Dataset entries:
-------
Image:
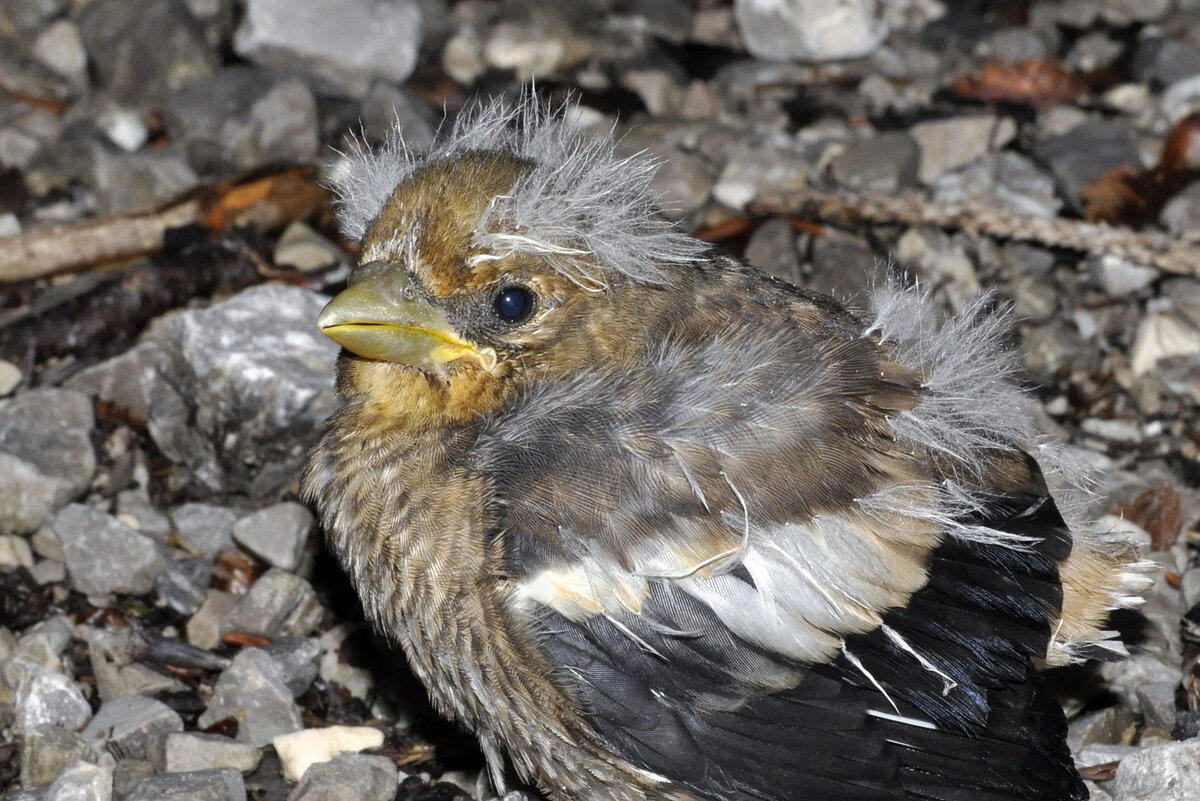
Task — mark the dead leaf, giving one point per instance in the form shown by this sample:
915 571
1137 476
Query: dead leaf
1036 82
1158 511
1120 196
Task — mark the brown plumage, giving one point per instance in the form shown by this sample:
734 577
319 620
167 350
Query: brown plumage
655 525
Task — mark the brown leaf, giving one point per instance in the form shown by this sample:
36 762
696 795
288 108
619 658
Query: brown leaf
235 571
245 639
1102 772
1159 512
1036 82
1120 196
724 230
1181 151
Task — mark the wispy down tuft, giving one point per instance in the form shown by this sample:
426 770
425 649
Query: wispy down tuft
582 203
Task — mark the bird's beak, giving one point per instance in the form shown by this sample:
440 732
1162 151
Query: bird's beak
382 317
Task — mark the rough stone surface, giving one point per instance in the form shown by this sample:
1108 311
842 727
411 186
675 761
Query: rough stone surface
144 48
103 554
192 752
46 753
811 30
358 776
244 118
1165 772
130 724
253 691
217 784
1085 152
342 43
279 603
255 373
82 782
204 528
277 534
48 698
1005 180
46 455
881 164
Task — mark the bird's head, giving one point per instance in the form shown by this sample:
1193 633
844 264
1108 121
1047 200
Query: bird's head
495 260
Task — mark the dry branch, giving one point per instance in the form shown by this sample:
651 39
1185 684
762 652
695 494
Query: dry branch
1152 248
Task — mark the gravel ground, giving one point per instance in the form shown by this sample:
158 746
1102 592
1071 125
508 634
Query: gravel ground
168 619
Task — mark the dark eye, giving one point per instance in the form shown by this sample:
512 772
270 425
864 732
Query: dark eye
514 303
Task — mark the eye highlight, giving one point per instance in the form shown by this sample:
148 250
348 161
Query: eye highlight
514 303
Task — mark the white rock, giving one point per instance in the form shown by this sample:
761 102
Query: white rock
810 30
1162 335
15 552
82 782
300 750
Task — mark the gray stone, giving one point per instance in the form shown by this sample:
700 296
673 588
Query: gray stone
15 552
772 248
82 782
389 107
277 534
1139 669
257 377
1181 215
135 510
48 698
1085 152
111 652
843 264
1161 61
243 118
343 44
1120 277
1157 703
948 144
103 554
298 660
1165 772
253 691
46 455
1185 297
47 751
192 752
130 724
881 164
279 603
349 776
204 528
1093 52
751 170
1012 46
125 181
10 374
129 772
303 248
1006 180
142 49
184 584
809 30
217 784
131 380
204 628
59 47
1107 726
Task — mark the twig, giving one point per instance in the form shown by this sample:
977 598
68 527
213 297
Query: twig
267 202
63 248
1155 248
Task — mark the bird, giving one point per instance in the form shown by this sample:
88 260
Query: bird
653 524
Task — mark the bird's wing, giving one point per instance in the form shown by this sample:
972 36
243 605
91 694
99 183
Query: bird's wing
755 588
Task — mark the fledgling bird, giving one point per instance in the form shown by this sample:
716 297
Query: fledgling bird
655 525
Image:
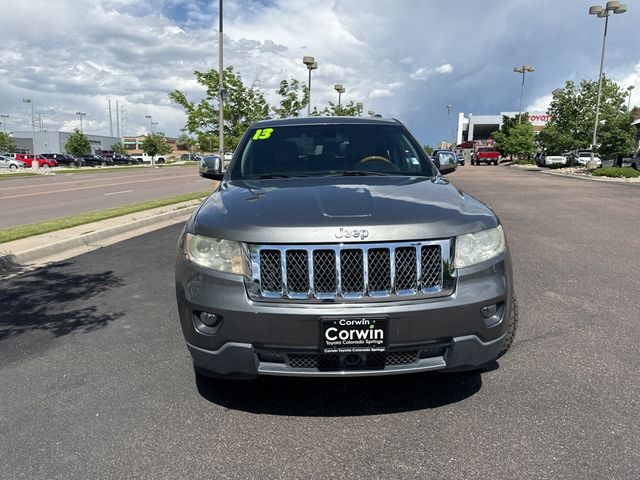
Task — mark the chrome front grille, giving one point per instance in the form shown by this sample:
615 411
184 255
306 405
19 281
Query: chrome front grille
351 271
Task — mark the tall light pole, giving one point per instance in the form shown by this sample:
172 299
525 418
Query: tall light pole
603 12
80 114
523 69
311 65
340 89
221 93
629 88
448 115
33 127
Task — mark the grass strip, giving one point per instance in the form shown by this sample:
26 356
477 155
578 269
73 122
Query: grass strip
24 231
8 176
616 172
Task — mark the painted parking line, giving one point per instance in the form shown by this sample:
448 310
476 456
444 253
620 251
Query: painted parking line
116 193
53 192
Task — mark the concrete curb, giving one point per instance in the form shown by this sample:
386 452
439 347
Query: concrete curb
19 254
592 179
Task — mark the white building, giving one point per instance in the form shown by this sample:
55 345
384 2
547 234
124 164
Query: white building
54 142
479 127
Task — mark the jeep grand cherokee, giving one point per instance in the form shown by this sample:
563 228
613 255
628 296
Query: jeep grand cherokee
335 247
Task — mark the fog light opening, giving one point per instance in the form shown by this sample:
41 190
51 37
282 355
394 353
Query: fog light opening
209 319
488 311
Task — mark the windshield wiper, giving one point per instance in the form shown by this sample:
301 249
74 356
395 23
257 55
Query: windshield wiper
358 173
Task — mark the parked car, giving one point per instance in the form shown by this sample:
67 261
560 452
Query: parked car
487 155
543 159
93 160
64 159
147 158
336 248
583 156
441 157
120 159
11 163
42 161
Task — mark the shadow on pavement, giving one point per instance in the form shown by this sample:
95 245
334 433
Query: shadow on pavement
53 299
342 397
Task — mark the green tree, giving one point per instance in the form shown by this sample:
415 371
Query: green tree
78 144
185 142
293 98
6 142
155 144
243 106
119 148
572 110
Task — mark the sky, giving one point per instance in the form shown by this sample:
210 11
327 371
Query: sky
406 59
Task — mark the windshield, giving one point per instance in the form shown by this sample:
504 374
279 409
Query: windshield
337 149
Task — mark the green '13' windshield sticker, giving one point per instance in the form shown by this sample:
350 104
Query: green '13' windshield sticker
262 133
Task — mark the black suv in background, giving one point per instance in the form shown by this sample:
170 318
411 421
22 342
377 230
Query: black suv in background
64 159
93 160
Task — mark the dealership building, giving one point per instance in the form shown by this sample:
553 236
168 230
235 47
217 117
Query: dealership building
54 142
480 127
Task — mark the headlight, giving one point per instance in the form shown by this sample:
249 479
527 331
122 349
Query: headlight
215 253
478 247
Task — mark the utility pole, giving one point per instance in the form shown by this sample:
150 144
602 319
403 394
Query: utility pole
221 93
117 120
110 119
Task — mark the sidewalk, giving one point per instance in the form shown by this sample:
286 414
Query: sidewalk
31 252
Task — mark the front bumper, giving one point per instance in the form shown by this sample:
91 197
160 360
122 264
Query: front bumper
-------
■ TO DO:
Each entry should be set down exactly, pictures excluded.

■ TASK RESULT:
Image:
Task — mark the dead leaf, giving one point per instance in the form shown by this sample:
915 571
1137 476
Query: dead leaf
1036 82
1158 511
1120 196
Task — mark the brown plumage, giving one point per instance in the form shown by this sample:
734 577
319 620
167 350
Query: brown plumage
655 525
Task — mark the brown leaf, giving one point per instance in the form shown by this sample:
36 762
696 795
288 108
619 658
Query: brown leaf
235 571
245 639
1102 772
1159 512
1036 82
1120 196
724 230
1181 151
Task — mark the wispy down tuft, giving one point per instance in the form shown by this sample:
426 770
425 649
Query: wispy down tuft
582 203
Task — mark the bird's beak, giving one point per instance in the form shown by this sample:
440 732
1162 151
Query: bird's beak
382 317
Task — mark the rough stone surface, giving one point per instance in the form shown by this sample:
1108 311
842 727
411 186
675 761
Query: rough stone surface
144 48
103 554
192 752
46 753
811 30
358 776
244 118
1165 772
130 724
253 691
217 784
1085 152
342 43
279 603
255 373
82 782
204 528
277 534
48 698
1005 180
46 455
881 164
Task — mark the bird's head, giving one point per instance in the form shown by this sample:
1193 633
844 264
1108 121
1047 200
Query: bird's head
495 260
Task — mark the dry branch, giving one point per instance in the form shown by this sample:
651 39
1185 684
762 652
695 494
Query: dry branch
1152 248
Task — mark the gravel ground, giving one point per instance in the form shown by this sample:
158 746
1102 592
1071 125
508 634
Query: gravel ground
168 619
Task — mark the dark eye, giving one point per instance in the form shown by this sample:
512 772
270 425
864 732
Query: dark eye
514 303
Task — mark the eye highlight, giving one point per instance in the form shown by this sample:
148 250
348 161
Query: eye highlight
514 303
Task — mark the white rock, giving one point per instance in the form shown by this sample:
761 102
Query: white rock
810 30
1162 335
15 552
82 782
300 750
Task — mark the gray stone, giving one point per instance in the form shown by this sample:
700 296
673 588
Query: gray stone
15 552
772 248
82 782
389 107
277 534
1139 669
257 377
1181 215
135 510
48 698
1085 152
111 652
843 264
1161 61
243 118
343 44
1120 277
1157 703
948 144
103 554
298 660
1165 772
253 691
46 455
1185 297
47 751
192 752
130 724
881 164
279 603
349 776
204 528
1093 52
751 170
1012 46
125 181
10 374
129 772
303 248
1006 180
142 49
184 584
809 30
217 784
131 380
204 628
59 47
1107 726
Task — mark the twig, giving one point per instance in the form shown by this sample:
977 598
68 527
213 297
Query: twig
267 202
63 248
1155 248
Task — mark the bird, giving one point per instance in the form shown by this sample:
88 260
Query: bird
653 524
Task — mark the bird's wing, giving one point per instance in the form shown by this sample:
972 36
243 605
91 694
99 183
Query: bird's wing
755 588
Task — mark the fledgling bird, giving one point per instance in the form shown by this sample:
716 297
Query: fledgling bird
655 525
Image:
Task — mark the chrome front grille, giving one point per instance in the form shown by this sample:
615 411
184 255
306 405
19 281
Query: chrome front grille
351 271
Task — mark the tall light pole, giving one point per instance in the form shown by this sample:
172 299
525 418
Query: tall light pole
603 12
80 114
523 69
311 65
340 89
221 93
629 88
448 115
33 127
Task — mark the grass strip, giving one point per instance in the form shown by this sample:
26 356
477 155
578 269
73 122
Query: grass strip
24 231
8 176
616 172
Task — mark the painted parking line, giving one point per instance in the form shown by this sample:
448 310
476 456
444 253
620 251
Query: painted parking line
116 193
53 192
Task — mark the concrete curb, giving one point per instance in the form shown by this sample:
386 452
439 347
Query: concrete curb
19 254
592 179
Task — mark the white building, giving one point per instance in the form shown by this sample:
55 345
384 2
547 234
124 164
Query: white building
54 142
479 127
Task — mark the jeep grand cherokee, giving one point per instance in the form shown by this sample:
563 228
613 255
628 296
Query: jeep grand cherokee
335 247
Task — mark the fog light opening, giving one point per instance in the form shown by this sample:
41 190
51 37
282 355
394 353
Query: fog light opening
209 319
488 311
Task — mark the windshield wiper, giving one point per instance in the form shown by this sample:
301 249
74 356
395 23
257 55
Query: windshield wiper
358 173
Task — mark the parked car, giving one point per instance in the form shown by this sample:
67 261
560 452
Query: parked car
487 155
543 159
93 160
64 159
147 158
336 248
583 156
441 157
120 159
11 163
42 161
Task — mark the shadow on pavement, giving one point per instance in the form shown by this sample:
95 245
334 433
Query: shadow on pavement
53 299
342 397
Task — mark the green tree, giving one point per instance in the form shown by this sample:
415 371
Query: green tree
78 144
185 142
293 98
6 142
155 144
243 106
119 148
572 110
Task — mark the sky, giving one point per instance in the form shown by this sample:
210 11
327 371
Query: sky
406 59
Task — mark the windshield, giving one point per instance in the form shown by this sample:
504 374
279 409
Query: windshield
337 149
Task — mark the green '13' windshield sticker, giving one point per instance in the form shown by this sample:
350 104
Query: green '13' windshield sticker
262 133
Task — mark the black suv in background, giving one point per instance in the form shown by this sample:
170 318
411 421
22 342
377 230
Query: black suv in background
64 159
93 160
Task — mark the dealership building, giving one point per instance in the form shown by this sample:
553 236
168 230
235 47
217 117
Query: dealership building
54 142
480 127
Task — mark the headlight, giving one point per instance in the form shown by this sample:
249 479
527 331
122 349
Query: headlight
215 253
478 247
Task — mark the utility pole, giving one point per instance in the form shown by this sample:
150 144
602 319
403 394
Query: utility pole
221 93
117 120
110 119
Task — mark the sidewalk, giving one point per instance in the form shown by this sample:
286 414
Query: sidewalk
31 252
Task — mark the front bumper, giving one point per instance in the form shown by this sample:
91 197
160 360
122 264
Query: front bumper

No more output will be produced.